**Directions**
Repeat back every one of the records below, keeping each line identical to the original and in the same order.

— START —

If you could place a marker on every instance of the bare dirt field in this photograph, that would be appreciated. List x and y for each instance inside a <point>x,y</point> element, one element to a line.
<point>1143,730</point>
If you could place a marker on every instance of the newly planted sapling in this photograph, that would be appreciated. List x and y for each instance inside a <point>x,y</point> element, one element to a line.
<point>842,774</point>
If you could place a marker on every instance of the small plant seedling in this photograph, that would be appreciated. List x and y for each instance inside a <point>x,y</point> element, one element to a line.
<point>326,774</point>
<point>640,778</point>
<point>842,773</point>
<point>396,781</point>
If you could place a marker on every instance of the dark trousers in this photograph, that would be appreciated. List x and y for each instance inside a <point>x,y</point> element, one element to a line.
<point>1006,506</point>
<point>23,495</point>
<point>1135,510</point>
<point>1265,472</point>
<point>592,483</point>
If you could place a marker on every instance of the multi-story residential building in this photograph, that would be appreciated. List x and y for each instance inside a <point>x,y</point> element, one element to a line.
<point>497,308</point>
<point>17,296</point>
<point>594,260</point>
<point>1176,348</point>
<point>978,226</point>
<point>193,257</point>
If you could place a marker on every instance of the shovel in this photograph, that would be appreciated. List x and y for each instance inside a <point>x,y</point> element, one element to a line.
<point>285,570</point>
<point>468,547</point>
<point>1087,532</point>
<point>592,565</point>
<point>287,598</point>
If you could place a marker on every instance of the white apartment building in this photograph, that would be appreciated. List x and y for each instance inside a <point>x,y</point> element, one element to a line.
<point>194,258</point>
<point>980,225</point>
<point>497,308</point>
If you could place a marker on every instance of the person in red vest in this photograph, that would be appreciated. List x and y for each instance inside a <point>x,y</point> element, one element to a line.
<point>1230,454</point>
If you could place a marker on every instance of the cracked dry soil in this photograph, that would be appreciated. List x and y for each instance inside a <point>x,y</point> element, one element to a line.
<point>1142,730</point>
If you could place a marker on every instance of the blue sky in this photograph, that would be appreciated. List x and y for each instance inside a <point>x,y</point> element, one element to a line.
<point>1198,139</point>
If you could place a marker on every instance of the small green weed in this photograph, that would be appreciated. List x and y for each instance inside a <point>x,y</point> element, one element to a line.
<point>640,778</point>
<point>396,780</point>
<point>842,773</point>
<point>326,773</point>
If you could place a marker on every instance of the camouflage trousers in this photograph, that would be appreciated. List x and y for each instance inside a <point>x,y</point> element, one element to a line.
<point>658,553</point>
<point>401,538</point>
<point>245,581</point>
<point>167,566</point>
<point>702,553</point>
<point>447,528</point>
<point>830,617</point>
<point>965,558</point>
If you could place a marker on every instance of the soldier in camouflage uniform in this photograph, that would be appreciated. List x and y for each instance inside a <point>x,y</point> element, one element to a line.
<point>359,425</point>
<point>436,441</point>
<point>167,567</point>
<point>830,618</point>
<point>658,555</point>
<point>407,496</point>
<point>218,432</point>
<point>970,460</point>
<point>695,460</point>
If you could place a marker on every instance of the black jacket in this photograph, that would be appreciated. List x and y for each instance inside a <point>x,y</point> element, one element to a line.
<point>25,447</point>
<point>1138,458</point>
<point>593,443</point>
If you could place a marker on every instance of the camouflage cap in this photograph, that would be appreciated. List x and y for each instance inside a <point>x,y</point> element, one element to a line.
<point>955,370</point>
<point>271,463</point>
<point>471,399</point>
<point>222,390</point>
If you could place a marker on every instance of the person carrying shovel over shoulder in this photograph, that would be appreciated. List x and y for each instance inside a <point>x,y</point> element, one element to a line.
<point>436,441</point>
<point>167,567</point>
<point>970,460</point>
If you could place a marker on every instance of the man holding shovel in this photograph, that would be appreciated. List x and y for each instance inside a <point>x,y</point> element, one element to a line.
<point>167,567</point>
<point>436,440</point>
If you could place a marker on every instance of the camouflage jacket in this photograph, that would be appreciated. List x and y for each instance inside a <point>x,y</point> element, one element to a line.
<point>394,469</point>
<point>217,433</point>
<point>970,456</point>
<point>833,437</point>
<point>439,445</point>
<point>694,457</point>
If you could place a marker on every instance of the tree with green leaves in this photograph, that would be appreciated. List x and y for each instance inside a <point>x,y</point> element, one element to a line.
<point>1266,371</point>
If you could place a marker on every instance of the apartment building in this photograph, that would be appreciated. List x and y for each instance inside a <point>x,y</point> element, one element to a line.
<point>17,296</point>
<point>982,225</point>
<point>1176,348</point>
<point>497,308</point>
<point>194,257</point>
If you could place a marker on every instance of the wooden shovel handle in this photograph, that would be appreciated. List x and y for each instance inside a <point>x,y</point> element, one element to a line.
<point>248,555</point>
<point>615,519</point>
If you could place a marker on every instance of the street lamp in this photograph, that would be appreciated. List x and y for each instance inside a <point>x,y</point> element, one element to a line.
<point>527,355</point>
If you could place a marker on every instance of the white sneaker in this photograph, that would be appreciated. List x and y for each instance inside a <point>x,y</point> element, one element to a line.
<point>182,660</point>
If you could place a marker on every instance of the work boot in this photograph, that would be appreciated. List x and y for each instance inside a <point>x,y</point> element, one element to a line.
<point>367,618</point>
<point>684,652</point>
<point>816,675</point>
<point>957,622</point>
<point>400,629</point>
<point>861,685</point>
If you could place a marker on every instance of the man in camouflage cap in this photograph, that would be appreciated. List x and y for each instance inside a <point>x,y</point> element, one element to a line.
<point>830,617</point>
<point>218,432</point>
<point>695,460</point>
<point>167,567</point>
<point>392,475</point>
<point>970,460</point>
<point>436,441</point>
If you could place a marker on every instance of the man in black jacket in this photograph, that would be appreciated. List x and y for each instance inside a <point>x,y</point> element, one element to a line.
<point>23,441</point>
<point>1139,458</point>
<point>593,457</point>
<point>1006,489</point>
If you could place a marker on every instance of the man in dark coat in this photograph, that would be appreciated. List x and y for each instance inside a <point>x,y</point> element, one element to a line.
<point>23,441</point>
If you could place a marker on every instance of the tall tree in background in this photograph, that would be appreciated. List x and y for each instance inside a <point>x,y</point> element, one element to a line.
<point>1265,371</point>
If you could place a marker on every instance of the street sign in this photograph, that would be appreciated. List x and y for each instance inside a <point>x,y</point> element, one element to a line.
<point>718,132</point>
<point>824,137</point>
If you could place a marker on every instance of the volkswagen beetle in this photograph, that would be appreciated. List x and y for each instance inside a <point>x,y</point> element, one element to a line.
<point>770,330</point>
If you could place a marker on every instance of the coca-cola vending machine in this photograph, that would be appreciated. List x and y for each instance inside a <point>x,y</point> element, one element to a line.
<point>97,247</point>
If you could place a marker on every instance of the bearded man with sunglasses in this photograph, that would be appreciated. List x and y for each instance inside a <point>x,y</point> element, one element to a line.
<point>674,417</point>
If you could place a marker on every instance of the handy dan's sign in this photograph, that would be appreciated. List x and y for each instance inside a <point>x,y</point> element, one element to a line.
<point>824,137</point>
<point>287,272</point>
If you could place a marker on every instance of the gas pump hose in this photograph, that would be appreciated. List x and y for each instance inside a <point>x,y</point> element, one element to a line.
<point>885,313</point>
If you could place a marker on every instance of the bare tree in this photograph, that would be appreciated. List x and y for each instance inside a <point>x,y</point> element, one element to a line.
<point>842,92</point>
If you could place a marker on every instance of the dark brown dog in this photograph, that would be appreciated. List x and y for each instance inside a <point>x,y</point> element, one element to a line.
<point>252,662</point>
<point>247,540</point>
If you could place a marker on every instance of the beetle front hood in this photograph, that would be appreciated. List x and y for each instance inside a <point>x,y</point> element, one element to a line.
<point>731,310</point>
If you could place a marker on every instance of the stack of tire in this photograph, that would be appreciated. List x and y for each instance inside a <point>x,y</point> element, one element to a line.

— END —

**Answer to this exercise**
If you could place a marker on every instance of the bare dirt field in this photograph, that would be appreciated. List x and y for each instance inside a <point>x,y</point> element, one element to a line.
<point>1143,730</point>
If you could place a marker on every instance of the newly planted sapling in this photograph, that would be appreciated. List x and y for each instance inside a <point>x,y</point> element, one element to a line.
<point>842,774</point>
If you could place a marker on every instance of the small plant seedling in this photograph, that would be appreciated. List x and y for each instance inside a <point>x,y</point> element, one element to a line.
<point>326,774</point>
<point>640,778</point>
<point>842,773</point>
<point>396,781</point>
If you could place a marker on every instance of the dark trousers in this photograph, that would be appreciated. List x and y for each instance inside a <point>x,y</point> element, one element to a line.
<point>1006,506</point>
<point>23,495</point>
<point>1135,510</point>
<point>1265,472</point>
<point>592,483</point>
If you could place a marker on every instance of the multi-story residential building in this photograph, that would be appreciated. List x and y for each instance inside a <point>x,y</point> element, one element to a line.
<point>497,308</point>
<point>17,296</point>
<point>594,260</point>
<point>1176,348</point>
<point>978,226</point>
<point>193,257</point>
If you could place a marker on every instance of the shovel in this photograph, that would be appreciated. List x and y for each instance inside a <point>x,y</point> element, one element to a line.
<point>285,570</point>
<point>468,547</point>
<point>1087,532</point>
<point>592,565</point>
<point>287,598</point>
If you could place a marker on every instance of the white apartment building in this photograph, that would be appreciated. List x and y for each instance inside a <point>x,y</point> element, one element to a line.
<point>194,258</point>
<point>980,225</point>
<point>497,308</point>
If you could place a marker on every instance of the person in red vest in this photograph, that would be appreciated. List x and y for each instance inside a <point>x,y</point> element, one element to a line.
<point>1230,454</point>
If you could place a marker on every instance of the cracked dry soil in this photograph, that would be appreciated. List x and y for each instance inside a <point>x,y</point> element, one element to a line.
<point>1142,730</point>
If you could place a marker on every instance of the blue sky in this photograph, that would be appreciated. List x and y for each instance inside a <point>x,y</point> element, one element to a line.
<point>1198,139</point>
If you could place a marker on every instance of the small green weed in this photograph, that would be appreciated. List x and y for each instance inside a <point>x,y</point> element, one element to a line.
<point>640,778</point>
<point>396,780</point>
<point>842,773</point>
<point>326,773</point>
If you could place a marker on every instance of the camouflage trousers in this photograph, that would be appreciated. List x and y for each instance inside a <point>x,y</point> element, one element to a line.
<point>658,553</point>
<point>401,538</point>
<point>245,581</point>
<point>167,566</point>
<point>702,553</point>
<point>447,528</point>
<point>830,617</point>
<point>965,558</point>
If you could place a marker on every instance of the soldier in camouflage uniform in this photograph, that would be appreciated. List x and y for each instance inside a <point>x,y</point> element, one element to a line.
<point>359,425</point>
<point>436,441</point>
<point>167,567</point>
<point>830,618</point>
<point>658,555</point>
<point>407,496</point>
<point>218,432</point>
<point>970,460</point>
<point>695,460</point>
If you could place a marker on every instance of the black jacket in this photograph, that would be appreciated. List x and y for each instance inside a <point>x,y</point> element, one element to a line.
<point>25,447</point>
<point>1138,458</point>
<point>593,443</point>
If you could place a marker on every instance of the camouflage cap in this photograph, that would be appreciated. List x and y for each instance inside a <point>x,y</point> element, one element to a line.
<point>955,370</point>
<point>271,463</point>
<point>471,399</point>
<point>222,390</point>
If you could place a marker on every instance of the person carrying shovel over shoulder in this photograph, that would be appreciated. List x and y for each instance inside a <point>x,y</point> element, one element to a line.
<point>436,441</point>
<point>167,567</point>
<point>970,460</point>
If you could place a marker on every instance of the man holding shovel in this photograph, that would be appreciated. List x and y for each instance inside a <point>x,y</point> element, one element to a line.
<point>167,567</point>
<point>436,440</point>
If you could place a marker on every instance of the camouflage jacket in this photograph, that would be appreciated. List x and y for each instance inside a <point>x,y</point> element, one element to a line.
<point>394,469</point>
<point>217,433</point>
<point>970,456</point>
<point>833,437</point>
<point>439,445</point>
<point>694,457</point>
If you could place a marker on every instance of the tree with green leaves in this photograph, that would be appreciated. List x and y for each instance inside a <point>x,y</point> element, one element to a line.
<point>1266,371</point>
If you could place a marker on every instance of the apartment building in this photograph, that would be appreciated. List x and y for each instance inside a <point>x,y</point> element, one element to a line.
<point>17,296</point>
<point>982,225</point>
<point>1176,348</point>
<point>497,308</point>
<point>194,257</point>
If you could place a marker on every instance of the wooden shovel handle in this photograph, that would be appreciated. List x and y for each instance inside a <point>x,y</point> element, one element to a line.
<point>248,555</point>
<point>615,519</point>
If you could place a marker on every instance of the street lamp in this photograph, that would be appreciated. List x and y for each instance inside a <point>x,y</point> element, one element to a line.
<point>527,355</point>
If you could place a marker on every instance of the white sneaker in this photograph, that would be appreciated. List x and y for each instance inside a <point>x,y</point> element, one element to a line.
<point>182,660</point>
If you could place a marker on every instance of the work boot in this photograph, that would be appreciated. List x and y for each instance inside a <point>x,y</point> element, one element to a line.
<point>367,618</point>
<point>684,652</point>
<point>816,675</point>
<point>957,622</point>
<point>400,629</point>
<point>861,685</point>
If you could place a marker on every instance of the man in camouflage cap in this photograph, that would be appreciated. List x and y for each instance inside a <point>x,y</point> element, one element to a line.
<point>830,617</point>
<point>218,432</point>
<point>695,460</point>
<point>167,567</point>
<point>392,475</point>
<point>970,460</point>
<point>436,441</point>
If you could place a marker on every instance of the man in black jacket in this photograph, that would be appreciated. List x and y for each instance inside a <point>x,y</point> element, one element to a line.
<point>23,441</point>
<point>1139,458</point>
<point>593,457</point>
<point>1006,489</point>
If you could place a marker on every instance of the man in dark coat in this photograph, that would be appreciated. List x and y for each instance inside a <point>x,y</point> element, one element to a line.
<point>23,441</point>
If you could place a marker on every instance of the tall tree in background in this photograph, that would be appreciated. List x and y for each instance inside a <point>x,y</point> element, one element to a line.
<point>1265,371</point>
If you could place a marker on every instance of the street sign in this photograph, that would be appreciated. List x and y for each instance inside a <point>x,y</point> element, one element to a line.
<point>718,132</point>
<point>824,137</point>
If you could place a marker on every instance of the volkswagen beetle in this photograph, that would be appreciated. List x and y for each instance inside a <point>x,y</point> element, one element to a line.
<point>770,330</point>
If you could place a marker on every instance of the coca-cola vending machine in this photograph, that would be appreciated. List x and y for each instance inside a <point>x,y</point> element, one element to a line.
<point>97,247</point>
If you could place a marker on every instance of the bearded man with sunglasses in this photograph, that would be appreciated. List x and y for each instance inside a <point>x,y</point> element, one element to a line.
<point>674,417</point>
If you could place a marker on every instance of the handy dan's sign in this photograph, that would be appreciated. List x and y for each instance inside a <point>x,y</point> element, one element to a line.
<point>824,137</point>
<point>287,272</point>
If you could place a marker on every instance of the gas pump hose in this photograph, that would be appreciated. List x and y for each instance inside a <point>x,y</point> element, one element to a line.
<point>885,313</point>
If you could place a marker on every instance of the bare tree in this photograph, that would be appreciated. List x and y for each instance inside a <point>x,y</point> element, one element to a line.
<point>842,92</point>
If you could place a marker on every instance of the dark brown dog in this photograph, that would be appreciated. List x and y for each instance inside a <point>x,y</point> element, one element to a line.
<point>252,662</point>
<point>247,540</point>
If you could place a marker on every instance of the beetle front hood in this photograph, that would be appreciated. List x and y for each instance inside a <point>x,y</point> element, one element to a line.
<point>731,310</point>
If you could place a marker on every instance of the stack of tire in this photograph, that would be appreciated. List x and y for each instance inside a <point>x,y</point> element, one element to a line.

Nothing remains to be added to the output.